------ Source

The snap election of 30 May has now passed into history. Robert Abela made the shrewd calculation that allowing the legislature to run its full five-year term would have been a risk worth avoiding.
He could already sense that the appointment of Alex Borg as Nationalist Party Leader last September had the potential to reunite the PN’s various factions and breathe new life into a party that had appeared exhausted and lacking direction.
Abela’s Machiavellian gamble paid off. The Labour Party secured a fourth consecutive term in government, an unprecedented achievement in Malta’s political history. Yet the victory was not without warning signs.
Labour’s popular majority was cut roughly in half compared to the previous general elections, a reminder of the cyclical nature of politics and an indication that this victory may well mark the beginning of the end of a long political cycle.
The government now faces a formidable challenge. It must navigate increasingly precarious public finances while attempting to fulfil a raft of expensive electoral promises, many of which are costly to implement, difficult to sustain, and questionable in terms of long-term fairness.
Under other circumstances, one might feel sympathy for Finance Minister Clyde Caruana. Yet such sympathy would be misplaced. He willingly embraced the politics of panem et circenses, promising something to everyone in pursuit of electoral advantage.
Caruana is arguably the most intellectually capable member of the Cabinet and should have exercised greater restraint and statesmanship. Instead, he now faces, and indeed all taxpayers face, the consequences of a national debt approaching €12 billion, more than double the level inherited when Robert Abela became Prime Minister in 2020.
More troubling still is how little of this debt appears to have been invested in transformative infrastructure or long-term economic development.
Much of this borrowing has financed short-term populist spending aimed at securing electoral loyalty and preserving a political system in which numerous individuals implicated in scandals remain shielded from effective law enforcement and judicial scrutiny. The bill for this strategy will eventually arrive.
But enough about Labour.
The more pressing question is why the PN failed once again.
There is no doubt that Borg has achieved remarkable progress in just a few months as the party’s leader. Yet that period was simply too short to reverse years of decline. Moreover, mistakes were made along the way.
The most significant strategic error, in my view, was the leadership’s decision to avoid making governance and corruption central themes of the campaign.
The reasoning was understandable: previous campaigns in 2017 and 2022 had focused heavily on these issues and had ended in defeat. Party strategists concluded that a large segment of the electorate had become indifferent to corruption, nepotism, and a lack of transparency, provided that living standards continued to improve.
This conclusion was fundamentally mistaken.
Holding a government accountable for poor governance is not merely an electoral tactic; it is a moral duty. For many decent and conscientious citizens, the deterioration of public standards remains the primary reason for seeking political change. This is especially true for a party that presents itself as rooted in Christian Democratic principles.
Instead, the PN embraced what it called a “positive” campaign. In practice, this often meant joining Labour in a competition to promise ever more benefits and subsidies, many of them of questionable sustainability. It was a race the PN could never win against a governing party willing to exploit the full advantages of incumbency.

------------
------ Stored records

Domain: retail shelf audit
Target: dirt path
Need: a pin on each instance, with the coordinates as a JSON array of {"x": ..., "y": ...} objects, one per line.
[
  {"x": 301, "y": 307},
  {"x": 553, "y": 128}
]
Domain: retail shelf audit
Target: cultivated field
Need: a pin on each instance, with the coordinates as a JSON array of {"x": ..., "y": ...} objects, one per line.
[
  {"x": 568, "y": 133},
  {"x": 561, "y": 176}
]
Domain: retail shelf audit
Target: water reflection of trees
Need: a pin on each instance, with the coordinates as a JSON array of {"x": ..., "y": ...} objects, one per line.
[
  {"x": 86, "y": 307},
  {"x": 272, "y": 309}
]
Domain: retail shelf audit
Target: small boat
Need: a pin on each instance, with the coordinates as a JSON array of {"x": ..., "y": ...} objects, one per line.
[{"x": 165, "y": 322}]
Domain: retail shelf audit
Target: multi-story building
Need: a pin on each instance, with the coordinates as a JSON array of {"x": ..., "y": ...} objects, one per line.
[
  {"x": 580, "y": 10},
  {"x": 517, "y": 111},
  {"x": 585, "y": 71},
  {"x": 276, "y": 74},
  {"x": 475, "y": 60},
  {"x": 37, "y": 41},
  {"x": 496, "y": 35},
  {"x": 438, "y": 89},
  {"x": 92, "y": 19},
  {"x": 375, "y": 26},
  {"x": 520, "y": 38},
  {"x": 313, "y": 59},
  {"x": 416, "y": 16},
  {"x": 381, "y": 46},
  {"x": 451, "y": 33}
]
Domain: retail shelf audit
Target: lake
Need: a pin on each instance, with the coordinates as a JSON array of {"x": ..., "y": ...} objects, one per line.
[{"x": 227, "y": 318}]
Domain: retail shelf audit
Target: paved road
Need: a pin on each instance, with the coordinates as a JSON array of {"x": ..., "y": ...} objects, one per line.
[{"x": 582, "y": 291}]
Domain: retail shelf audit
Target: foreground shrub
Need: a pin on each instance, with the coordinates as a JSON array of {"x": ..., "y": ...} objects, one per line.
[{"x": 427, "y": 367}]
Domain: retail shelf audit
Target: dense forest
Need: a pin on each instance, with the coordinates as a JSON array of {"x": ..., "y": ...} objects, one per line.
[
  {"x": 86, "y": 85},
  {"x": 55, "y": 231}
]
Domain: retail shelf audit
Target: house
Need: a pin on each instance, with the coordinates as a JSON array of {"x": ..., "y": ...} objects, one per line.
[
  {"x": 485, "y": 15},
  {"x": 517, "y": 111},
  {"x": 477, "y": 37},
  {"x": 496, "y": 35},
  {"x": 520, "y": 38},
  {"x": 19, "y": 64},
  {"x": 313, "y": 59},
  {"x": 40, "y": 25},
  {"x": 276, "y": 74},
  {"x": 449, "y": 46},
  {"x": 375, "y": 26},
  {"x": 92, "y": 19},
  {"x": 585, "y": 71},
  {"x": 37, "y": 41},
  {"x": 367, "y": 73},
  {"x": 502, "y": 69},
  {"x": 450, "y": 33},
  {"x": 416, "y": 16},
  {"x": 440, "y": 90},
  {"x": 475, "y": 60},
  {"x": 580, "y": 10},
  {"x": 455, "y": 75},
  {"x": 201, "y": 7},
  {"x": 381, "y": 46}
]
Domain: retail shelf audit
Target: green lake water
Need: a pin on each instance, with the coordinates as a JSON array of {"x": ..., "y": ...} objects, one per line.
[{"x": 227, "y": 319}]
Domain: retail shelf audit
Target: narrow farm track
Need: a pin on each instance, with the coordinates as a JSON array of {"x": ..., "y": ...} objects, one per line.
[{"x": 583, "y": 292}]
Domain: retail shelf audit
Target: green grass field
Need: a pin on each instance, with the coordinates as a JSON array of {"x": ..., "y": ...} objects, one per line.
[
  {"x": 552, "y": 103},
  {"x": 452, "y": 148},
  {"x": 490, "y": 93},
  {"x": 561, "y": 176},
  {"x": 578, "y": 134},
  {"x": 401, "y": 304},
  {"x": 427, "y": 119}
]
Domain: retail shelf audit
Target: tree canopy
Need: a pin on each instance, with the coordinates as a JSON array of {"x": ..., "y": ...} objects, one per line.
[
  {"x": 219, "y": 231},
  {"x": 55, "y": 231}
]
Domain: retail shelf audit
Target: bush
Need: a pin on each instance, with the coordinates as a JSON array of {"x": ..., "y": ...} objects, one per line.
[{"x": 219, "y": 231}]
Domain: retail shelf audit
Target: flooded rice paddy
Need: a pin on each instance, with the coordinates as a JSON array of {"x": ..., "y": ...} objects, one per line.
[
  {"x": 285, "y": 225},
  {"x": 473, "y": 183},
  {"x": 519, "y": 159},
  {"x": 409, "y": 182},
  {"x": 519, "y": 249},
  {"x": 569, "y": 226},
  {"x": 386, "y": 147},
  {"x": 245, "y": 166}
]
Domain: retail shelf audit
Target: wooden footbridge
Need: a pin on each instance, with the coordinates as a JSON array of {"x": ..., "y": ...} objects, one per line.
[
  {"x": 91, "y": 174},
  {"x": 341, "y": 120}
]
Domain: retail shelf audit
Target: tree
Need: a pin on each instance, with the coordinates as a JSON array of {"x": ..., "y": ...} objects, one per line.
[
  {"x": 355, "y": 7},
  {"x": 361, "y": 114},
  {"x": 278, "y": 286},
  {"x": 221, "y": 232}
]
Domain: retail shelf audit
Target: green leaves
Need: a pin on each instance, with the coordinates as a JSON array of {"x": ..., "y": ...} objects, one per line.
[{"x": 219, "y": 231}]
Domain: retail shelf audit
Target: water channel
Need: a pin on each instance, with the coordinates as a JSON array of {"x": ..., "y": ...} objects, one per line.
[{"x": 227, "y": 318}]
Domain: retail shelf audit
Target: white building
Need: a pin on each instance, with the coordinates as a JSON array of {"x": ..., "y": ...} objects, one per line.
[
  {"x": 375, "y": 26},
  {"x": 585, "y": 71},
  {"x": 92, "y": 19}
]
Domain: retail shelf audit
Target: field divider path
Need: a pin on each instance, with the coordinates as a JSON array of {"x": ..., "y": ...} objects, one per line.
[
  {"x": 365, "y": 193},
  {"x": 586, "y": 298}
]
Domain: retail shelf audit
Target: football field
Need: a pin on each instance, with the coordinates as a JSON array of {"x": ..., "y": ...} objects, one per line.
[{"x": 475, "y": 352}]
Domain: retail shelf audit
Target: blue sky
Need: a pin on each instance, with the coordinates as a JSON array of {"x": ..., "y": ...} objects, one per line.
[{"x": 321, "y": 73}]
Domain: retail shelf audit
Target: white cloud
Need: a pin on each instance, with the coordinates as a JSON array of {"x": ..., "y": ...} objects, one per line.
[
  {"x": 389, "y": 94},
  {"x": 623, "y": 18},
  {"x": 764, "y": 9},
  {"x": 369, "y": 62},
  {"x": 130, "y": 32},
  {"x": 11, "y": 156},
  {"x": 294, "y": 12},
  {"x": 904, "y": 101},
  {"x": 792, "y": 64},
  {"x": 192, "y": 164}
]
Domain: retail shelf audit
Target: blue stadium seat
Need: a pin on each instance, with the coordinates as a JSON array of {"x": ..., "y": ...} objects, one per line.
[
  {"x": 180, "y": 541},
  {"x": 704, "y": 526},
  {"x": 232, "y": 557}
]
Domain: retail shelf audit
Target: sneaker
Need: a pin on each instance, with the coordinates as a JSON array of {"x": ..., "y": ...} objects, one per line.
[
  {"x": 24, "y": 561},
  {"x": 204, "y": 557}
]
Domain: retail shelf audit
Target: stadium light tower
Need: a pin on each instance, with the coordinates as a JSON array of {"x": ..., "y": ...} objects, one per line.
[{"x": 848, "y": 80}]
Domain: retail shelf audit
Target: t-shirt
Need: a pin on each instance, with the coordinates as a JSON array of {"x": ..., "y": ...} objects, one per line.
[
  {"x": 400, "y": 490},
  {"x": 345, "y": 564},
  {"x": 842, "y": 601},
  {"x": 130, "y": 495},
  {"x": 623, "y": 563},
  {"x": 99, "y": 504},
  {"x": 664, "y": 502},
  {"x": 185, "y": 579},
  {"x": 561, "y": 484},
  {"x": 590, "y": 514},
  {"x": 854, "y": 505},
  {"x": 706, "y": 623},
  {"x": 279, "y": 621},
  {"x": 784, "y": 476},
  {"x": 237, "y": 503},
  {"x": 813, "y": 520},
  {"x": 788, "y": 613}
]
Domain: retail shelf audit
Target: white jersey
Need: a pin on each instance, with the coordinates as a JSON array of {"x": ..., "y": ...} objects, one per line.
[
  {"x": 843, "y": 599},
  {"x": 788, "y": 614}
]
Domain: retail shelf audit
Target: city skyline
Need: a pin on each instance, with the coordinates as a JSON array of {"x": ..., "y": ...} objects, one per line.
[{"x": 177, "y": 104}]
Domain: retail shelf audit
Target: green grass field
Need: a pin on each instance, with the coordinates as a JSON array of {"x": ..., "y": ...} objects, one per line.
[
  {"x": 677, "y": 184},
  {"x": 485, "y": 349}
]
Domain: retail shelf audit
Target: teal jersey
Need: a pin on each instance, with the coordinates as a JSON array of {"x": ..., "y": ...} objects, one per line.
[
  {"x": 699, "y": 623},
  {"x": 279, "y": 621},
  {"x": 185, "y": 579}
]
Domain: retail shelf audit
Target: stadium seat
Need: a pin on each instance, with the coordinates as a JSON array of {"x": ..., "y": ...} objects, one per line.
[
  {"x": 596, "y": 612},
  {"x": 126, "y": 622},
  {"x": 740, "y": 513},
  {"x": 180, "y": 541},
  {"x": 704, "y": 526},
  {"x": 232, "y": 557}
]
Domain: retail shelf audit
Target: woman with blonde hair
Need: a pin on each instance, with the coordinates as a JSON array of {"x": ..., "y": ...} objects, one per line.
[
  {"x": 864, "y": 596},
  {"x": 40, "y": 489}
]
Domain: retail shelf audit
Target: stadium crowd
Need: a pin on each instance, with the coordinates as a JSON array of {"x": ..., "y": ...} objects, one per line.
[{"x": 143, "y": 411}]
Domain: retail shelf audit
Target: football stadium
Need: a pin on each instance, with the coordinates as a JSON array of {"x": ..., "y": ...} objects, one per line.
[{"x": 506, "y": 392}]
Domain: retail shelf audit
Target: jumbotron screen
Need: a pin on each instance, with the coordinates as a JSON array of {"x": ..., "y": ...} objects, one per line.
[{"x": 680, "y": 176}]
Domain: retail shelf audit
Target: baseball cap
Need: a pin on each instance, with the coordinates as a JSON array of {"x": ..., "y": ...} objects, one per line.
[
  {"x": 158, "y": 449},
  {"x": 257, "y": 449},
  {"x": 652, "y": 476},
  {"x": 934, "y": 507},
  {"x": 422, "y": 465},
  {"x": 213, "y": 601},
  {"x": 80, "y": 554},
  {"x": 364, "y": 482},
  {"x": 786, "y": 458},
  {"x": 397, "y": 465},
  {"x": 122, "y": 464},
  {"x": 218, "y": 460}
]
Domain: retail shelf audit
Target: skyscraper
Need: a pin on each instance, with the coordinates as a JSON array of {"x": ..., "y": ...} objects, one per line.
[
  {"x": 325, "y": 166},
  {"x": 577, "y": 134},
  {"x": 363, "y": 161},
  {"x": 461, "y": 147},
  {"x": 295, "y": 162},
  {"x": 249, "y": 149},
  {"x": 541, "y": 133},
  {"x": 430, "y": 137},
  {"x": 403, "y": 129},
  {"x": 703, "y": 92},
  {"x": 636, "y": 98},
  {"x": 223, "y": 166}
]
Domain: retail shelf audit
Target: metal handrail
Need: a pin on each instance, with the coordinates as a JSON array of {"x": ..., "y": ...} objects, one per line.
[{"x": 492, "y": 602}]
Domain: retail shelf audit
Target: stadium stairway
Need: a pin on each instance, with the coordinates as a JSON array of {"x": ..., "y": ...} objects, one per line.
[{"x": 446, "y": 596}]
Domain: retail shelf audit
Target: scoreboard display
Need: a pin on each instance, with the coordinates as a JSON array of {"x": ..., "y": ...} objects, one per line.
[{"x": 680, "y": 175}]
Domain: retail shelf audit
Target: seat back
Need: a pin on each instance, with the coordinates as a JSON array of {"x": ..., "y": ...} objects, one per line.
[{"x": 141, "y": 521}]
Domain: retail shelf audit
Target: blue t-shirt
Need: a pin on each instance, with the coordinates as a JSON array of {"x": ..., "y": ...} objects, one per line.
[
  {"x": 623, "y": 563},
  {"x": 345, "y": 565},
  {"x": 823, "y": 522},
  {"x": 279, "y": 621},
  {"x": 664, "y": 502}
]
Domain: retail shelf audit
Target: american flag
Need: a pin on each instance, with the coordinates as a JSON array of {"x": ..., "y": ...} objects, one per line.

------------

List of tasks:
[a] Output the passage of the election commentary between "But enough about" and "along the way.", inclusive.
[b] What total does the election commentary give for the national debt now facing Malta's taxpayers?
Work only from the election commentary.

Solution set:
[a]
But enough about Labour.
The more pressing question is why the PN failed once again.
There is no doubt that Borg has achieved remarkable progress in just a few months as the party’s leader. Yet that period was simply too short to reverse years of decline. Moreover, mistakes were made along the way.

[b] A national debt approaching €12 billion.